**THE TASK**
Please list every work cited in the thesis abstract, giving each by author and year.

**** SOURCE TEXT

Author: Stephanie Tucker
Masters thesis, The University of Texas Health Science Center School of Health Information Sciences at Houston.
Mental disorders affect an estimated 26.2 percent of Americans ages 18 and older, or one in four adults. Nearly half of those having a mental disorder meet the criteria for two or more disorders, with severity linked to the presence of more than one disorder (Kessler et al., 2005). Cognitive behavior therapy (CBT) methods and psychoeducation are widely accepted and effective treatments for many types of mental disorders. For many suffering from mental illness, however, social, physical, mental, and even financial constraints may limit access to necessary care. Mobile education has the potential to reach populations currently unable or unwilling to access more traditional methods such as classrooms and office visits. We will give a rationale for using psychoeducation materials adapted for mobile devices as a way to address these barriers.
In spite of hosts of pilots and initiatives, mobile learning is still immature in its technological limitations and pedagogical considerations (Traxler, 2009). Park asserts that instructional designers need more guidance about how to use mobile technologies and how to integrate them into teaching (2011). In this light, we will also make recommendations for establishment of a reproducible methodology for translation of face-to-face and paper-based psychoeducational materials to a mobile platform.

********
**** RAW DATA

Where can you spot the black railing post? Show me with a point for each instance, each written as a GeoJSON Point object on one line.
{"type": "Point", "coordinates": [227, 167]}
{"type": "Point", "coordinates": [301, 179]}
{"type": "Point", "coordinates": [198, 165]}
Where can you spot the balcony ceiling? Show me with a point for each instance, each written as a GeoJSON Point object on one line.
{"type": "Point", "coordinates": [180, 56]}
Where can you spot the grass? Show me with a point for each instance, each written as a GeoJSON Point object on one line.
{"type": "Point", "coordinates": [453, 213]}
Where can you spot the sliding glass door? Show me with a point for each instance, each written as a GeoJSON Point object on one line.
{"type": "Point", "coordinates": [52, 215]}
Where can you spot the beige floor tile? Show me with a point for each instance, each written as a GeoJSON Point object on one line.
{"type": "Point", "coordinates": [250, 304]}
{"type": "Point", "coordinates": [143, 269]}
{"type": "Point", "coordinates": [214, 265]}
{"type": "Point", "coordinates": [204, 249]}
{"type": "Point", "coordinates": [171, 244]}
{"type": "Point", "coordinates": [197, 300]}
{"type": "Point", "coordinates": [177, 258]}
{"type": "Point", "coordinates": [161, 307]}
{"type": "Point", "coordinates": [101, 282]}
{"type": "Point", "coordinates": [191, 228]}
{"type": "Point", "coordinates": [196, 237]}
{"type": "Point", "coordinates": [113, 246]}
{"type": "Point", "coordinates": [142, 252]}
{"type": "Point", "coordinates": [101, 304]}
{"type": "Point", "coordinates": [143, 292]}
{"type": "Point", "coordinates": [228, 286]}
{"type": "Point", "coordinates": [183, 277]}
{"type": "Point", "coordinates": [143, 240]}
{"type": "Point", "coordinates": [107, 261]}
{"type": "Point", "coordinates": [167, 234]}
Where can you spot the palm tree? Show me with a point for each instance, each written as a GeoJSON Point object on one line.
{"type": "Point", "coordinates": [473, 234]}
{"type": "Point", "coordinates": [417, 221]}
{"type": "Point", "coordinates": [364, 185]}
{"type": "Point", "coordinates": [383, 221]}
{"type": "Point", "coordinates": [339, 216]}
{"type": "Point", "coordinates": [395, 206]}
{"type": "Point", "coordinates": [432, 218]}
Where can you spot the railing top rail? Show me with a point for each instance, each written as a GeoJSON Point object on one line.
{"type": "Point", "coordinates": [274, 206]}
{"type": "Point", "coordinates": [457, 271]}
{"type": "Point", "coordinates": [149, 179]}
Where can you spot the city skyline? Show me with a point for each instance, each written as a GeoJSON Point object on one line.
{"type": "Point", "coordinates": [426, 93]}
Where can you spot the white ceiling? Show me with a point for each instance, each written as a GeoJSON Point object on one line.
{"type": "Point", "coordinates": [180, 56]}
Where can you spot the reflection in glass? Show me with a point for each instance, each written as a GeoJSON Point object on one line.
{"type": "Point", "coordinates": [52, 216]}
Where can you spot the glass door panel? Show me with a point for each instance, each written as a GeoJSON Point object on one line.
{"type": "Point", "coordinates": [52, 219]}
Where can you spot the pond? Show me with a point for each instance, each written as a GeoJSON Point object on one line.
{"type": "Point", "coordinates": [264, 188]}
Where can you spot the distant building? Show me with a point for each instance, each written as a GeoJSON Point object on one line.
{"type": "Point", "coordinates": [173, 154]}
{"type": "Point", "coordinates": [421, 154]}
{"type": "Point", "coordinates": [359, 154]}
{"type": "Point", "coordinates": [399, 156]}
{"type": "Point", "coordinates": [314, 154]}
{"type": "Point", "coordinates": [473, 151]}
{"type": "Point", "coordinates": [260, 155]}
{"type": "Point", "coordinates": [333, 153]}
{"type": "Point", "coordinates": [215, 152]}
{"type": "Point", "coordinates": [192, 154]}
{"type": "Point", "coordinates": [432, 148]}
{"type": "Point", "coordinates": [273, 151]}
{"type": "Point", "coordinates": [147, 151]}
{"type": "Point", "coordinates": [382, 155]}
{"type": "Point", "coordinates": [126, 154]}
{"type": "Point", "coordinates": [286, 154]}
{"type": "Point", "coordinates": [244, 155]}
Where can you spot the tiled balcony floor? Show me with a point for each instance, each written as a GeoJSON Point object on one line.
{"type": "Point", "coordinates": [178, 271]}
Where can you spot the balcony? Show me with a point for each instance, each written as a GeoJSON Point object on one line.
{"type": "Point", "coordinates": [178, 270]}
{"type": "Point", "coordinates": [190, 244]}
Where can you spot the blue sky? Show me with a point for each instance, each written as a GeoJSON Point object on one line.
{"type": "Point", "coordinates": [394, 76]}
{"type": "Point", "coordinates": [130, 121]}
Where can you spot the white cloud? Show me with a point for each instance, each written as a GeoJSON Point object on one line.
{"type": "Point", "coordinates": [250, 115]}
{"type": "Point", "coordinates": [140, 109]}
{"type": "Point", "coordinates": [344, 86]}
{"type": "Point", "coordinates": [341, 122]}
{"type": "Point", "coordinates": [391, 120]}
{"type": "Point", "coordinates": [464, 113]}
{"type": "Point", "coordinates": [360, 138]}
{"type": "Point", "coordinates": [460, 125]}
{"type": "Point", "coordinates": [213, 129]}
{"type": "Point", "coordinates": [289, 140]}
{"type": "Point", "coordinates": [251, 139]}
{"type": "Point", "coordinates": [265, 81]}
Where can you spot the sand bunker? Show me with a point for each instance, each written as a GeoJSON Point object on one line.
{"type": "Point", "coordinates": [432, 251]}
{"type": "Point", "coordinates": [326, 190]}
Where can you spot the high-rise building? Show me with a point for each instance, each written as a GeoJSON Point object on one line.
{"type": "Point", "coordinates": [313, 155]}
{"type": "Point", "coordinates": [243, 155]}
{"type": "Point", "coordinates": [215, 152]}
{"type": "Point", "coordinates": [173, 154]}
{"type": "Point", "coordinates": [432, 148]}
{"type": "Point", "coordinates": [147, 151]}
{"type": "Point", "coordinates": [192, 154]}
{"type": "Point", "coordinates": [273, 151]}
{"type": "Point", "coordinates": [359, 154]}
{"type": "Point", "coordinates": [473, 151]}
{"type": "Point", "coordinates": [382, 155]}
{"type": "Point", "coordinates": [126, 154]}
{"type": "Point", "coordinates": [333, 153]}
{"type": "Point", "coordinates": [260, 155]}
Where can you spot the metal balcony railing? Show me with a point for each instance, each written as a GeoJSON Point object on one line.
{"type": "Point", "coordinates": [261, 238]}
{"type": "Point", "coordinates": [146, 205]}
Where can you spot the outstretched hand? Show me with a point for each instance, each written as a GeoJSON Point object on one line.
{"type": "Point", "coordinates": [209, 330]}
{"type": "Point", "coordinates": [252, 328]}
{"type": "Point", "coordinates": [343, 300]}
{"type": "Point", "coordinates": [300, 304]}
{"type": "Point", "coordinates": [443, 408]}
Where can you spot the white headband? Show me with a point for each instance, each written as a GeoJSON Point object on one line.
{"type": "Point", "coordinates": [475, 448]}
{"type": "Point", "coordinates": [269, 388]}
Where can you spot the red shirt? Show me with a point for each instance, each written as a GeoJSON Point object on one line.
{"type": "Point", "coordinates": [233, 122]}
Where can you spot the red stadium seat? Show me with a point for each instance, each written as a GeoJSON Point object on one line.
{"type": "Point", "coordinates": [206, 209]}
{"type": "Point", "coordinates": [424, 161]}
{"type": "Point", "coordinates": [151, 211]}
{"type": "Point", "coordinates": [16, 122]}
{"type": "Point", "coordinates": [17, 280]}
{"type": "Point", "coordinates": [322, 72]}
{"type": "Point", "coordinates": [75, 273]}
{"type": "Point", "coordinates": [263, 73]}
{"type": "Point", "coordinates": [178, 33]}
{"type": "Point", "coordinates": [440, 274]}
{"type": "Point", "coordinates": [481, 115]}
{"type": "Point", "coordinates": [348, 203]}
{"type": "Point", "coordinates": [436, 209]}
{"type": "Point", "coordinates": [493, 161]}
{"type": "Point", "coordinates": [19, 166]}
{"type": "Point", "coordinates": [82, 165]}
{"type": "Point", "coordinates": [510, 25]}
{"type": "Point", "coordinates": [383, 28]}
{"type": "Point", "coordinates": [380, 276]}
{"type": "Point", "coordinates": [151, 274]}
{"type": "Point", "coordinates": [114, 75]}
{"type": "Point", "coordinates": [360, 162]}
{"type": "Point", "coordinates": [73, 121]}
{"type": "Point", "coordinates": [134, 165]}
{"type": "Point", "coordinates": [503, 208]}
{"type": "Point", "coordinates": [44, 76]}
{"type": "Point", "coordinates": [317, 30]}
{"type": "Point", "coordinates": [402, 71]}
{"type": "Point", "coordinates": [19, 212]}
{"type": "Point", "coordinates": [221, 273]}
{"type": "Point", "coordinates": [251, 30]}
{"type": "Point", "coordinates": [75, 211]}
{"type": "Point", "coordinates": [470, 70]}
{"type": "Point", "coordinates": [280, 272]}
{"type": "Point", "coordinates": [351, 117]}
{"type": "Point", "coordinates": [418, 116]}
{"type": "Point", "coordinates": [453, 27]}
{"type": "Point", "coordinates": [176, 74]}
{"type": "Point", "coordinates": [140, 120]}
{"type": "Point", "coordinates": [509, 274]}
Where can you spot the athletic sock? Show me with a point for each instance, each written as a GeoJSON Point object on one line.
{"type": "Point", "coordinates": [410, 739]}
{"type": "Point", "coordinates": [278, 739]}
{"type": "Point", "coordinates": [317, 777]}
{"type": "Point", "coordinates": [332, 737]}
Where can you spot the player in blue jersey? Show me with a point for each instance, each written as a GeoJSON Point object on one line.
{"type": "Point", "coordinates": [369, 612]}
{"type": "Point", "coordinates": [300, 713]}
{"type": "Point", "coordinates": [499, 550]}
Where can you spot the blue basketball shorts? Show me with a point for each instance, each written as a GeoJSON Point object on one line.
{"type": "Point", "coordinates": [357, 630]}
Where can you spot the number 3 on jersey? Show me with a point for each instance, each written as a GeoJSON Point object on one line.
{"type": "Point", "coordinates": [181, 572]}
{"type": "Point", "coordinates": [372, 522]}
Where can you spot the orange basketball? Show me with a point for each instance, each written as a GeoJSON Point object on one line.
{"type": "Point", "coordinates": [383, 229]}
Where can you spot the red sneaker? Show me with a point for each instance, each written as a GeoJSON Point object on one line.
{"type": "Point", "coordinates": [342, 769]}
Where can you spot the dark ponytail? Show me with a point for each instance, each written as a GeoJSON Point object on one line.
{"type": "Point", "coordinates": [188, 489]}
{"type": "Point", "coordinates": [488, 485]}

********

**EXERCISE RESULT**
Kessler et al., 2005
Traxler, 2009
Park, 2011